- **EXCERPTED PASSAGE**
═══
Docreed2003's Journal
Docreed2003's Journal
May 29, 2017

On Memorial Day....(Thoughts from Afghanistan)

Trigger warning...for those with PTSD.



The air reeks of an acrid odor that will never come off your clothes or possessions. A smell so bad that your wife will swear you shipped home a dead animal in your footlocker. A smell that you'll come to loathe and yet, at times, you'll open that footlocker and dig through the gear and take a big smell of the contents, just to remind yourself. That overwhelming acridity would follow every action and move you made in country. You can't forget the first time you smelled it as you landed in that C-17 from Kyrgyzstan, the flight where you noted the beautiful Himalayan mountains in the winter. It would follow you from the rear base, appropriately named Camp Leatherneck, until you reached your destination, God knows how many clicks away at the furthest reaches of NATO lines. Your home for seven months would be a small prison, except with the sentry guns pointed outward. You'd be warned of snipers looking to take shots at you as you attempted to exercise in your down time by running around the flightline. Yet, the smell of the country would persist. Despite the raw beauty of the sunsets, the brutal sandstorms that battered your every movement without warning, or even the ever welcomed shower, nothing would rinse that smell away.
═══
- **EXERCISE DIRECTIONS**
Answer these questions using the Memorial Day journal entry above.
1. On what date was the entry posted?
2. Where did the C-17 fly in from?
3. For how many months would the small outpost be home?

- **Point localization data**
═══
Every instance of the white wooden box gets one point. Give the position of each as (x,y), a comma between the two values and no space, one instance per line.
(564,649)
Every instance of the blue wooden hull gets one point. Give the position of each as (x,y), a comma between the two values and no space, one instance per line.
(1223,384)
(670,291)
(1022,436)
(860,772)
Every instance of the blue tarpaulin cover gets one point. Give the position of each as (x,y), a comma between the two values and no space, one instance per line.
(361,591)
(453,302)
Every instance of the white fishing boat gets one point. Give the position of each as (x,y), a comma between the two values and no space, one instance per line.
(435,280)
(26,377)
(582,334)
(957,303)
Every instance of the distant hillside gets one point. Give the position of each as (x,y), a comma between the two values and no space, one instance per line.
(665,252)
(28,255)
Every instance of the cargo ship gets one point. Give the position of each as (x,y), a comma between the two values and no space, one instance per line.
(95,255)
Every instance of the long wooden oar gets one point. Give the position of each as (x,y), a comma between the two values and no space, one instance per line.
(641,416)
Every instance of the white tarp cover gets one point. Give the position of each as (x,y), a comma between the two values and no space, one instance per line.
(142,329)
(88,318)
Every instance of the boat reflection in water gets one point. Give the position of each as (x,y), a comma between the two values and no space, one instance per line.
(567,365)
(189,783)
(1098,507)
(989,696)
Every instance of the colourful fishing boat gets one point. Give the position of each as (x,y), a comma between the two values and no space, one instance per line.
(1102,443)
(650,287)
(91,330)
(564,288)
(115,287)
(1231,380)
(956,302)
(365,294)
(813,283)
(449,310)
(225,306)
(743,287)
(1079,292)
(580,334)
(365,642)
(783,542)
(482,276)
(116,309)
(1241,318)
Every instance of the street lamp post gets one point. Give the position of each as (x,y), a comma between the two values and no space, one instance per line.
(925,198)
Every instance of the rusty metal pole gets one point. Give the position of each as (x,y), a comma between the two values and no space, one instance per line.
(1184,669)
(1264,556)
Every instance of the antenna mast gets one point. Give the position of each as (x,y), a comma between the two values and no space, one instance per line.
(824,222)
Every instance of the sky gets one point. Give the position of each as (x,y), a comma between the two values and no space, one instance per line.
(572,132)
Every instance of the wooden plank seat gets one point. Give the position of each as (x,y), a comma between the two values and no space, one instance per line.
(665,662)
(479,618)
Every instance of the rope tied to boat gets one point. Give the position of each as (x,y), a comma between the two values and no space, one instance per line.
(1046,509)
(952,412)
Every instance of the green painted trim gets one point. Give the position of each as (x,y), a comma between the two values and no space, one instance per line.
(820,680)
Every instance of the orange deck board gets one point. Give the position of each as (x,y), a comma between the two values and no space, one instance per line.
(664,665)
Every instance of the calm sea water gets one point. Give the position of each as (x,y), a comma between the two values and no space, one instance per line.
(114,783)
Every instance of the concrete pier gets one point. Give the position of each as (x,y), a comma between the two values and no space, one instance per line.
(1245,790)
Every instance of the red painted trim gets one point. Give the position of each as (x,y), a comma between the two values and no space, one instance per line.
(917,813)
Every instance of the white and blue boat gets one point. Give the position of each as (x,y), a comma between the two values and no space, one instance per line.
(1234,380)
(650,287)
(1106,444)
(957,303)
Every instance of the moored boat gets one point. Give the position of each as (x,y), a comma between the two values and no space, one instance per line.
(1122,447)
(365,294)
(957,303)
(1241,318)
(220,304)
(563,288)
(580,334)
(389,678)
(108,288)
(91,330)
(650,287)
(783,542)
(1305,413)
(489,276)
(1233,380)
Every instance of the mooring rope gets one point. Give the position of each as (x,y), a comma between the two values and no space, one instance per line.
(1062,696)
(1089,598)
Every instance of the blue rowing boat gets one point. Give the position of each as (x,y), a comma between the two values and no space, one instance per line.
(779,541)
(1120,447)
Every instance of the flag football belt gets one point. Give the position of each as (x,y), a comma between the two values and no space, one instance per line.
═══
- **RESULT OF THIS EXERCISE**
1. May 29, 2017
2. Kyrgyzstan
3. Seven months